-- Begin EXTRACT --

The staff at Benavidez Law Group, P.C., has decades of combined experience in dealing with contracts of all types, from simple sales agreements to complex commercial leases, from promissory notes to intergovernmental agreements between several government entities. If you are considering entering a contract with someone, we can review the contract for you and tell you if it will adequately protect you. Prices for reviewing a contract vary, depending on the length and complexity of the contract. Feel free to call for an appointment, so that we can discuss your situation.
People are often unsure about whether or not they have entered a valid contract. Below are some topics regarding contracts, as well as some commonly asked questions about contracts and basic answers to them. For more detailed or situation-specific advice, call for an appointment.
Hot Topics
- Types of contracts
- Formation of a contract
- Enforcement of a contract
- Breach of contract
- Remedies for breach of contract
Types of contracts
Bailment
A bailment is a type of contract where a party entrusts a piece of property to another person for a certain period of time. The person who holds the property is called the “bailee,”1 and the person who owns the property is called the “bailor.”2 The bailee is required to keep the property safe and in good condition until the end of the contract, or until the bailor asks for its return. Sometimes, the contract requires the bailee to make improvements to the property. If the bailor asks for return of the property, and the bailee does not return the property, or returns it in a damaged condition, then the bailee is liable to the bailor for breach of the bailment contract.
Lease
A lease is a type of contract where a party allows another party to take possession of a piece of property for a certain time. The person whom takes possession of the property is called the “lessee,”3 and the person who owns the property is called the “lessor.”4 When the leased property is land or some kind of habitable structure [NOTE: link to Landlord/Tenant page], the lessee may be called the “tenant,”5 and the lessor may be called the “landlord.”6 Generally, the lessee may use the property, and may exclude other people from using it. The lessor retains ownership of the property, and gets it back when the lease ends.
[ Landloard / Tenant Law ]
Transfer of property
People often create contracts to transfer property between them. These contracts may include documents reflecting the agreement between the parties as well as documents reflecting the ownership of the property. The former document usually is called a sales contract, while the latter is called a deed.7 While a deed is not truly a contract, it may be used as evidence that a contract exists.

-- End EXTRACT --

- [TASK SET]:
A. From the contracts page, reproduce everything from "People are often" down to "for an appointment.".
B. According to the contracts page, what is the owner of the property in a bailment called?
The listing that follows has no connection to the contracts page.

-- Begin RECORDS --

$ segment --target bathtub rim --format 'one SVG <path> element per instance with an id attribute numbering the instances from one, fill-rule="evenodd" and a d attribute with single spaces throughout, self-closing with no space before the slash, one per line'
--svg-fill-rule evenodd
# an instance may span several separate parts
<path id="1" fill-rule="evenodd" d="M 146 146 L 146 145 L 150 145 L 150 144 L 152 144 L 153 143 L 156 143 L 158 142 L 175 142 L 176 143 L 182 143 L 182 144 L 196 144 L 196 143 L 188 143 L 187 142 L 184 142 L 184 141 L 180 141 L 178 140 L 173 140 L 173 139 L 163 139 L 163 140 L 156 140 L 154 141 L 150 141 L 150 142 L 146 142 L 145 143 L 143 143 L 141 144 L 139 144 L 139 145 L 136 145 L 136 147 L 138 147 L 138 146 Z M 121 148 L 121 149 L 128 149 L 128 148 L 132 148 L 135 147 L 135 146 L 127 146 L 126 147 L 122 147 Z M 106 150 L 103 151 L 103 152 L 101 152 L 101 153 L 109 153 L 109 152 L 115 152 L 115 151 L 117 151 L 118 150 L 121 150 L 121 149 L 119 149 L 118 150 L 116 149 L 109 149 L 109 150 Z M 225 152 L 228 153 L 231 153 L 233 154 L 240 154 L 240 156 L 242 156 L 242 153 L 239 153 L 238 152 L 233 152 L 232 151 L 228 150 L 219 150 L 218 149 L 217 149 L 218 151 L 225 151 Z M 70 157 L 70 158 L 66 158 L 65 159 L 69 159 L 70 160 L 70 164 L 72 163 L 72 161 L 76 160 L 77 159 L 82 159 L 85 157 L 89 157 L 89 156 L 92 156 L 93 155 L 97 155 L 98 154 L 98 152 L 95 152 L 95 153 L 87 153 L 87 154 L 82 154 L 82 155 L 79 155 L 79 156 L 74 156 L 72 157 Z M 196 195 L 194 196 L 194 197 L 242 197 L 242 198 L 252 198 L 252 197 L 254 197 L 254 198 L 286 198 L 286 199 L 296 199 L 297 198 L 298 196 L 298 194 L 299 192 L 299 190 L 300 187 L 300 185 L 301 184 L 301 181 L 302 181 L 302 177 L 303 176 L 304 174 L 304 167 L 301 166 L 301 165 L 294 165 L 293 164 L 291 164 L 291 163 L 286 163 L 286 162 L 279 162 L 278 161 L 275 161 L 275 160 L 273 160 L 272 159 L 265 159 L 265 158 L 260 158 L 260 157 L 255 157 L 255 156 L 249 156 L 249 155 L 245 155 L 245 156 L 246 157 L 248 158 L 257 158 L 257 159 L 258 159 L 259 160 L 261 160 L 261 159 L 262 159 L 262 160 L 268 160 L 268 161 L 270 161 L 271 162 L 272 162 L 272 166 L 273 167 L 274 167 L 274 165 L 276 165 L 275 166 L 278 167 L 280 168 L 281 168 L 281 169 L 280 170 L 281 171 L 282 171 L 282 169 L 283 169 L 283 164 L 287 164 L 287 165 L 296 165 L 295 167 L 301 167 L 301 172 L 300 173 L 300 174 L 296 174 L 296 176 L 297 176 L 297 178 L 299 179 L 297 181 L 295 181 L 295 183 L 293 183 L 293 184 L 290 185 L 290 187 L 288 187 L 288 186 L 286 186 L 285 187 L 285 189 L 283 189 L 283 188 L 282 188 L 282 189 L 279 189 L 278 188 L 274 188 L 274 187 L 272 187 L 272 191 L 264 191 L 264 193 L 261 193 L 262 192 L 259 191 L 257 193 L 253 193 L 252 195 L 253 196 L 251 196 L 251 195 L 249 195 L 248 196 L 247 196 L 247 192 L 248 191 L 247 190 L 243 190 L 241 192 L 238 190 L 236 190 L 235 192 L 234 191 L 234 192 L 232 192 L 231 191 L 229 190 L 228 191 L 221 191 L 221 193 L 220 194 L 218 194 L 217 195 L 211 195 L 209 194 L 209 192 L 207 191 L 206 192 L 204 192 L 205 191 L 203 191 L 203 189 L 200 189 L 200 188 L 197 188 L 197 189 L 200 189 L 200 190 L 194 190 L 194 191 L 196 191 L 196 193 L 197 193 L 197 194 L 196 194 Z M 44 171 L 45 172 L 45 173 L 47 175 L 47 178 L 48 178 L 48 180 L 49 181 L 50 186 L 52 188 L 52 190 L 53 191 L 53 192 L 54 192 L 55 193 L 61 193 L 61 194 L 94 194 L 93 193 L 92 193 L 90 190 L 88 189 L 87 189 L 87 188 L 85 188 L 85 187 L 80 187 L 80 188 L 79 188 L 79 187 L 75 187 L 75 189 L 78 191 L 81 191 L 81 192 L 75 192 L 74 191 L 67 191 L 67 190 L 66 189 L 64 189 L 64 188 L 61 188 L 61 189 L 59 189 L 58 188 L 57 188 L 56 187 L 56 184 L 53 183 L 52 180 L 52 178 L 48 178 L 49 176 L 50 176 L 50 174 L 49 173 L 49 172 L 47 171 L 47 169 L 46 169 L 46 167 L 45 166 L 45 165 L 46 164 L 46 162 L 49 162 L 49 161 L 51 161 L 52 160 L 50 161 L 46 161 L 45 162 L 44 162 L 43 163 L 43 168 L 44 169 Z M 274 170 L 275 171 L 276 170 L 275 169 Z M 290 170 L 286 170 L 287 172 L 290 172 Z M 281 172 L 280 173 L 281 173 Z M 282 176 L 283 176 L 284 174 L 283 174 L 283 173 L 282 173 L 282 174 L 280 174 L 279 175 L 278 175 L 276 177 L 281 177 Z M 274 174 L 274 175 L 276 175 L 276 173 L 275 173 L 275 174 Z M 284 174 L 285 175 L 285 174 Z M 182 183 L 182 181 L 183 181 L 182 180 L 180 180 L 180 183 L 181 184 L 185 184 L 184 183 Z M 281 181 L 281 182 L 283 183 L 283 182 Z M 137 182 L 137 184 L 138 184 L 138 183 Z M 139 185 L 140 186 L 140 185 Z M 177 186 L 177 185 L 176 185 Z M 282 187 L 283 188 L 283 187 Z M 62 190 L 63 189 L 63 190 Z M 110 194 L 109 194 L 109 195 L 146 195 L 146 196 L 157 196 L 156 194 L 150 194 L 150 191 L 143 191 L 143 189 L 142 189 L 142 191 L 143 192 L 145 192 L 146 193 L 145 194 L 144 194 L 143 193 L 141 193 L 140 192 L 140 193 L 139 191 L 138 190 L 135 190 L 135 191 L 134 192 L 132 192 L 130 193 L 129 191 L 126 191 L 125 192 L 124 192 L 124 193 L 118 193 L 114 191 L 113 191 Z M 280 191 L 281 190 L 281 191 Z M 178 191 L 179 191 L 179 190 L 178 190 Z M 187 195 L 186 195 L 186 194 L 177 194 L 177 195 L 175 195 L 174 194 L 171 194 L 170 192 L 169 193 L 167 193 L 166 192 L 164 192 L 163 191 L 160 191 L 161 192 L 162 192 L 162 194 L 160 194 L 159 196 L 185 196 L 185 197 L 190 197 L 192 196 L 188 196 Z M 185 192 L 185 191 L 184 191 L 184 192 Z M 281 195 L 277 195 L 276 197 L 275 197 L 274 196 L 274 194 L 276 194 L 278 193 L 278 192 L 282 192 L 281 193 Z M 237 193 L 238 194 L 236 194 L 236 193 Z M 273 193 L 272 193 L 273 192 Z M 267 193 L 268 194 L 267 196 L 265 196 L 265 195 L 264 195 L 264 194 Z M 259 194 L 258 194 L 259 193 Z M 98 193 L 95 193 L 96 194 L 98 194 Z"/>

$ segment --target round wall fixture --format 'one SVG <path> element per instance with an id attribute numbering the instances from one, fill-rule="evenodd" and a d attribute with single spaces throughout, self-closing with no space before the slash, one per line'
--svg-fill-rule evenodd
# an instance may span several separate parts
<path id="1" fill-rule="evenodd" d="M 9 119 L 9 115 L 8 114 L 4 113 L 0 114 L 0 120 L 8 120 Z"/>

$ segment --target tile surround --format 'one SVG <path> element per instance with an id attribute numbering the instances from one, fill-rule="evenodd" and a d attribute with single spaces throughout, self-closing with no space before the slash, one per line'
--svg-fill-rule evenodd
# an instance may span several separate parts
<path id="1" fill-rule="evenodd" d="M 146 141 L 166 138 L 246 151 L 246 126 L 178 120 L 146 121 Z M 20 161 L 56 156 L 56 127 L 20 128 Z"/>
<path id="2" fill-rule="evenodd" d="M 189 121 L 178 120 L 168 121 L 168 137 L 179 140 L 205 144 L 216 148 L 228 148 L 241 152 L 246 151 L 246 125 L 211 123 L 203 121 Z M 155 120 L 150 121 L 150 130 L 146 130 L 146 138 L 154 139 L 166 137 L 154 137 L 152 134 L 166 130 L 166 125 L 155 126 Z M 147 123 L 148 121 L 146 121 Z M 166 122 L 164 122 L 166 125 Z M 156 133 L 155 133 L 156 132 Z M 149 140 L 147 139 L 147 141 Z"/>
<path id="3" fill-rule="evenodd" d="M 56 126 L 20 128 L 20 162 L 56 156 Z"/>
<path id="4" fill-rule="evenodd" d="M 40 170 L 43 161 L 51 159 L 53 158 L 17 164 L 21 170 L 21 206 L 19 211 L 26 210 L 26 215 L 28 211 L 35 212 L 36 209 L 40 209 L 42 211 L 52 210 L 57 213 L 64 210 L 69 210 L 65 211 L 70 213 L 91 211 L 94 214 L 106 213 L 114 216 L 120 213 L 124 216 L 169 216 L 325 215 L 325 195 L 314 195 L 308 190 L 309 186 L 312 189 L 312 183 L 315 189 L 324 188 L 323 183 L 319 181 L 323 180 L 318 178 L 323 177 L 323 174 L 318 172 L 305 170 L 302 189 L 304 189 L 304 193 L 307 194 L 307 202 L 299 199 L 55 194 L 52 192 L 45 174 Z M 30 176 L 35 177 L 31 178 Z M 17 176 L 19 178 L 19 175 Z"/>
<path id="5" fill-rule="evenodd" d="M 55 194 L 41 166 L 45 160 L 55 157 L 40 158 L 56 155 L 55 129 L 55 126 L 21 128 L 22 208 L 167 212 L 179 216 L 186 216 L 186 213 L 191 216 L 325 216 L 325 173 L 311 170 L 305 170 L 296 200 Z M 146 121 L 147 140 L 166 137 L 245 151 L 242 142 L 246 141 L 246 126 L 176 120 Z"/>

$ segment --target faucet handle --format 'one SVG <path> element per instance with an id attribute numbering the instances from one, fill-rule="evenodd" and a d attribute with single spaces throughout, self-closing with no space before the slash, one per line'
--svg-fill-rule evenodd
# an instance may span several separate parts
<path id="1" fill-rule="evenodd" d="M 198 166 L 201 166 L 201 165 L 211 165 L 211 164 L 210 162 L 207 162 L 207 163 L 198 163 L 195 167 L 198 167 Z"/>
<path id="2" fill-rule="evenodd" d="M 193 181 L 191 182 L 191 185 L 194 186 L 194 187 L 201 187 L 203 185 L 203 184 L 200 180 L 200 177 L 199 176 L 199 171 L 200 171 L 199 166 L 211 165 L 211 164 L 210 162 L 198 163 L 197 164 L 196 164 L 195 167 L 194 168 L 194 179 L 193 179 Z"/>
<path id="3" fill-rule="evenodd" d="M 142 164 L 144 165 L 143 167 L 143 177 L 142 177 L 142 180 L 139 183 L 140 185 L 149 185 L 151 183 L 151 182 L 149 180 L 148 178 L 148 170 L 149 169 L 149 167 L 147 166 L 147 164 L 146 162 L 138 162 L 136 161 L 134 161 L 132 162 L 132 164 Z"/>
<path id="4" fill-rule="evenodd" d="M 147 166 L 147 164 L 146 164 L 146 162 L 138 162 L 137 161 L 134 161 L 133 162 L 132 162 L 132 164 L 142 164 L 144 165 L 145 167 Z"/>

-- End RECORDS --

- [EXPECTED RESPONSES]:
A.
People are often unsure about whether or not they have entered a valid contract. Below are some topics regarding contracts, as well as some commonly asked questions about contracts and basic answers to them. For more detailed or situation-specific advice, call for an appointment.

B. The bailor.